4. Fluctuations in Sleep
When children are anxious or nervous about certain things they may suffer from insomnia. It can happen that the child finds it difficult to sleep, or waking up early in the morning. It is important to look into your child’s mental health if he or she is finding it difficult to sleep since this may be a sign of poor mental health. If your child is finding it hard to sleep also look for the feelings combined with it. Is he or she getting angry, tearful, or unable to concentrate?
That may be a sign of anxiety or depression.
Here are some of the other signs your child is struggling with their mental health that parents should watch out for:
5. Feeling sad or lonely for more than two weeks
6. Wanting to harm themselves or having suicidal thoughts
7. Racing heart or rapid breathing due to sudden fear for no reason
8. Getting involved in fights or using a weapon or wanting to hurt others
9. Out of control behavior than can hurt them or others
10. Not eating in order to lose weight
11. Being worried or fearful that interfere with daily life
12. Difficulty in concentrating that affects academic performance
13. Use of drug or alcohol
14. Drastic changes in behavior or personality
What can you do to help your child?
Parents shouldn’t feel like they have to do everything on their own. If you see any signs or symptoms in your child you can opt for the following measures:
You can talk to your child about what’s bothering them and comfort them by saying that you are there to help them. It is important to have a conversation with them in order to understand whether it’s a mental health issue or if there are any external factors involved. Don’t forget to calm and patient with your child when addressing their concerns.

####

**Parts of the exercise**
A. Translate into Spanish the following sentence from the text on children's mental health: "Parents shouldn’t feel like they have to do everything on their own."
B. Reproduce verbatim the stretch of the text on children's mental health from "Here are some" through "help your child?".

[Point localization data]
####

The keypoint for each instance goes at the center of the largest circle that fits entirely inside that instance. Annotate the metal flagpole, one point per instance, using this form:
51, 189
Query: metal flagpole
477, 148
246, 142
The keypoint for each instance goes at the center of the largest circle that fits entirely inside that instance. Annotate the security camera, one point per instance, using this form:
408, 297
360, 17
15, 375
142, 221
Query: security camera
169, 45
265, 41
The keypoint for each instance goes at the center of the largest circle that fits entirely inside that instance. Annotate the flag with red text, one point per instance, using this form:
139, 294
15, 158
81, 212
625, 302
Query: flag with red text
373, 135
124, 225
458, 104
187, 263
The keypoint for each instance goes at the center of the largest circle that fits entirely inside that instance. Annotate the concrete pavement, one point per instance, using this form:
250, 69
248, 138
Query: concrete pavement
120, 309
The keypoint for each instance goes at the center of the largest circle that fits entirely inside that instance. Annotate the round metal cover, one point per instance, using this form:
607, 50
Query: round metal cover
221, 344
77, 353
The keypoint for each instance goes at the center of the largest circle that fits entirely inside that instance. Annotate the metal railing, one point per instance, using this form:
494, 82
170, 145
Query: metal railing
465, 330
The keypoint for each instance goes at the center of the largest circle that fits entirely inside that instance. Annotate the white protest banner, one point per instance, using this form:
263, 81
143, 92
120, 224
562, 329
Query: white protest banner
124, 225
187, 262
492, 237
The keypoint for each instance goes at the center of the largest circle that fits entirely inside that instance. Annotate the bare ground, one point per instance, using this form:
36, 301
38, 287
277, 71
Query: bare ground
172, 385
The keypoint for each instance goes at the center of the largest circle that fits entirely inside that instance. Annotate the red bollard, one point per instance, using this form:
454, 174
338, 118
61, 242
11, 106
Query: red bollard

####

**Answers to the exercise**
A. Los padres no deberían sentir que tienen que hacerlo todo por su cuenta.

B.
Here are some of the other signs your child is struggling with their mental health that parents should watch out for:
5. Feeling sad or lonely for more than two weeks
6. Wanting to harm themselves or having suicidal thoughts
7. Racing heart or rapid breathing due to sudden fear for no reason
8. Getting involved in fights or using a weapon or wanting to hurt others
9. Out of control behavior than can hurt them or others
10. Not eating in order to lose weight
11. Being worried or fearful that interfere with daily life
12. Difficulty in concentrating that affects academic performance
13. Use of drug or alcohol
14. Drastic changes in behavior or personality
What can you do to help your child?